Entries for bounding box labeling:
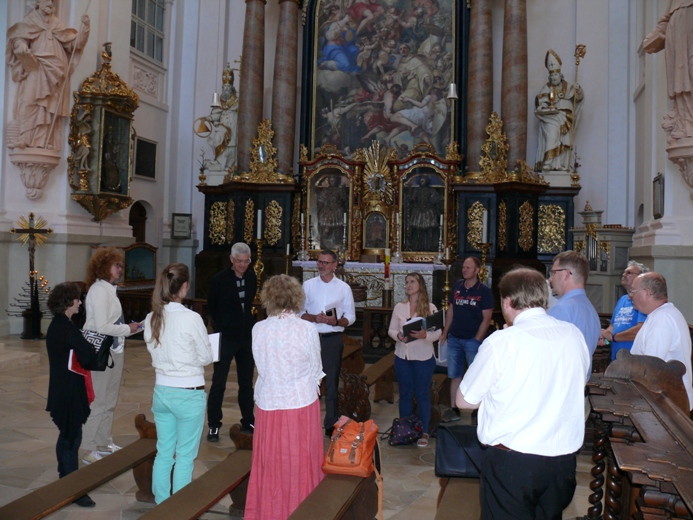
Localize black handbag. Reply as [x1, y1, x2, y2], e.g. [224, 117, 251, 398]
[435, 424, 483, 478]
[80, 329, 114, 372]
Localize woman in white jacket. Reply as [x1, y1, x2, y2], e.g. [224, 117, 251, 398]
[144, 264, 212, 504]
[81, 247, 139, 464]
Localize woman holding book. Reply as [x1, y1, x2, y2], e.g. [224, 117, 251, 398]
[388, 273, 441, 448]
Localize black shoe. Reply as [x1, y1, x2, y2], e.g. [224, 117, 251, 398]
[74, 495, 96, 507]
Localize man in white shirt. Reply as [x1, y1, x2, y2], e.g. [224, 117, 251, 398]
[301, 250, 356, 437]
[629, 272, 693, 410]
[456, 267, 590, 520]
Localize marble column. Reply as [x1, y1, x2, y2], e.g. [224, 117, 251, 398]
[272, 0, 299, 173]
[501, 0, 527, 170]
[467, 0, 493, 172]
[238, 0, 267, 172]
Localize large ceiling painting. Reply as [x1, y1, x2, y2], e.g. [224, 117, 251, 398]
[302, 0, 467, 157]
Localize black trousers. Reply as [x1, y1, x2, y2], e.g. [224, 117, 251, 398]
[480, 447, 577, 520]
[55, 426, 82, 478]
[320, 333, 344, 428]
[207, 343, 255, 428]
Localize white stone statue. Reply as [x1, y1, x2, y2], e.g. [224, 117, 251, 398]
[7, 0, 89, 151]
[534, 49, 585, 171]
[643, 0, 693, 145]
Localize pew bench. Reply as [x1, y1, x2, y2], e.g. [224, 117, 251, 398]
[361, 352, 395, 404]
[140, 450, 253, 520]
[289, 473, 378, 520]
[0, 439, 156, 520]
[435, 477, 481, 520]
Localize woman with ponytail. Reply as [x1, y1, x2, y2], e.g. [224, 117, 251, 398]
[144, 264, 212, 504]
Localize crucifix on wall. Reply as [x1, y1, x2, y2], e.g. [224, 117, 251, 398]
[10, 213, 53, 339]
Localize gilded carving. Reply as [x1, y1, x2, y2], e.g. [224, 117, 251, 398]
[498, 200, 508, 251]
[226, 199, 236, 244]
[537, 204, 565, 254]
[263, 200, 283, 246]
[517, 200, 534, 252]
[467, 200, 486, 249]
[209, 201, 226, 246]
[243, 199, 255, 244]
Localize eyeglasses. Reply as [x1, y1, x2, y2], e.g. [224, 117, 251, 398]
[549, 268, 573, 278]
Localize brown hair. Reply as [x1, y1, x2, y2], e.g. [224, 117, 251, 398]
[260, 274, 306, 316]
[151, 264, 190, 347]
[84, 247, 125, 290]
[553, 250, 590, 283]
[404, 273, 431, 318]
[46, 282, 81, 316]
[498, 264, 548, 311]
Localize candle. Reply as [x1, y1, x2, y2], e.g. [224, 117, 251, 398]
[256, 209, 262, 240]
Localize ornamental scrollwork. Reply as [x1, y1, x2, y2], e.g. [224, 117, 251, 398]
[517, 200, 534, 252]
[537, 204, 565, 254]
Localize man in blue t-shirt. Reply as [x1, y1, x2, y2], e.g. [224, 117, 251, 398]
[599, 260, 650, 361]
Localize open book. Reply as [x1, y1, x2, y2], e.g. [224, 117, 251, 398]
[402, 309, 445, 337]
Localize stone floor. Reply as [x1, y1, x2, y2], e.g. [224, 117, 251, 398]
[0, 336, 591, 520]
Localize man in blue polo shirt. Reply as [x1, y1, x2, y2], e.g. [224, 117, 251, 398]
[549, 251, 601, 380]
[599, 260, 650, 361]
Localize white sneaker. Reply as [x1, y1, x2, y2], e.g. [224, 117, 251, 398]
[98, 441, 122, 455]
[82, 451, 103, 464]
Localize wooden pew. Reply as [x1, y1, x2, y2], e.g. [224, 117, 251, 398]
[435, 477, 481, 520]
[289, 473, 378, 520]
[0, 439, 156, 520]
[140, 450, 253, 520]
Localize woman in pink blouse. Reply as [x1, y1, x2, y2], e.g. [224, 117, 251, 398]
[388, 273, 441, 448]
[243, 274, 325, 520]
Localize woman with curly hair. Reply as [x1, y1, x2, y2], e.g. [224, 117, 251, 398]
[82, 247, 139, 464]
[46, 282, 96, 507]
[388, 273, 442, 448]
[243, 274, 325, 520]
[144, 264, 212, 504]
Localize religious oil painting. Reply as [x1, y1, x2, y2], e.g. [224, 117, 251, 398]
[309, 168, 351, 251]
[402, 168, 445, 252]
[99, 110, 132, 195]
[309, 0, 459, 158]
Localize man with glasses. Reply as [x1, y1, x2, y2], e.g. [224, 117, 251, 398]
[599, 260, 650, 361]
[549, 251, 601, 380]
[301, 249, 356, 437]
[629, 272, 693, 410]
[207, 242, 257, 442]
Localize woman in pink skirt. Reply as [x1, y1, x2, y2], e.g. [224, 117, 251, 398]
[243, 274, 325, 520]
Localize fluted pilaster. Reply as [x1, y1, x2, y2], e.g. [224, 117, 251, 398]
[501, 0, 527, 170]
[467, 0, 493, 172]
[238, 0, 267, 172]
[272, 0, 299, 173]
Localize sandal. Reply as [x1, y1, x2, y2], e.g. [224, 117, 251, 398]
[416, 433, 428, 448]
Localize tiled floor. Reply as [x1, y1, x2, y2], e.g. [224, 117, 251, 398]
[0, 337, 591, 520]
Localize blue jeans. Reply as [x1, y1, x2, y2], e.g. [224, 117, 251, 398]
[448, 335, 481, 379]
[395, 356, 436, 433]
[152, 385, 207, 504]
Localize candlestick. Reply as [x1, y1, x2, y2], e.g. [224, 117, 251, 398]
[255, 209, 262, 240]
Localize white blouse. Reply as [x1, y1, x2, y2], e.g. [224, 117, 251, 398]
[253, 312, 325, 410]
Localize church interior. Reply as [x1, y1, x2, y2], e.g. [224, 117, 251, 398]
[0, 0, 693, 520]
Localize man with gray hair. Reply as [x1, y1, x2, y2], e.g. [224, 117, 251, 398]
[599, 260, 650, 361]
[629, 272, 693, 410]
[207, 242, 257, 442]
[456, 267, 590, 519]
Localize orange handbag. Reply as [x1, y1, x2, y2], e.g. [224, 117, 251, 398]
[322, 415, 378, 477]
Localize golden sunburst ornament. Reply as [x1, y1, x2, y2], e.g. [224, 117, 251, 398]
[10, 213, 53, 246]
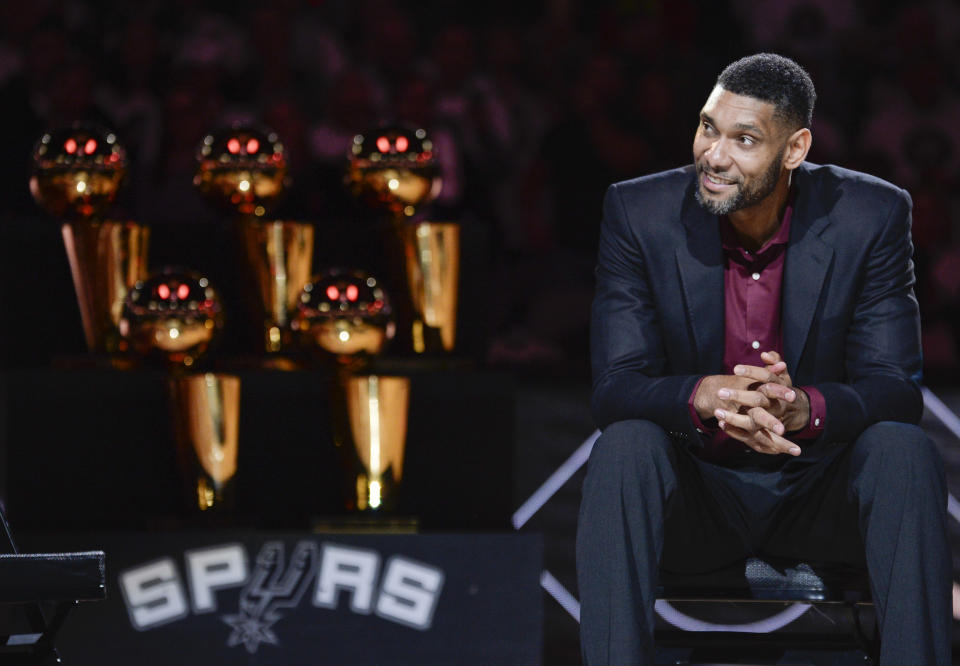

What is asked:
Convert the lines of the items, starting at the line that contains "Localize blue jeans." and ending at the line that contains "[253, 312, 325, 410]", into a Markdown table with the columns "Row" and "Line". Give each line its own numbered row, and leave out any blank lines.

Solution below:
| Row | Line |
|---|---|
| 1 | Localize blue jeans. Reply as [x1, y1, x2, y2], e.g. [224, 117, 251, 398] |
| 2 | [448, 335, 481, 379] |
| 3 | [395, 356, 436, 433] |
| 4 | [152, 385, 207, 504] |
| 5 | Localize candlestick. Reply as [x1, y1, x2, y2], e.g. [224, 117, 251, 398] |
| 6 | [255, 209, 262, 240] |
| 7 | Localize white blouse. Reply as [x1, y1, x2, y2], e.g. [224, 117, 251, 398] |
| 8 | [253, 312, 325, 410] |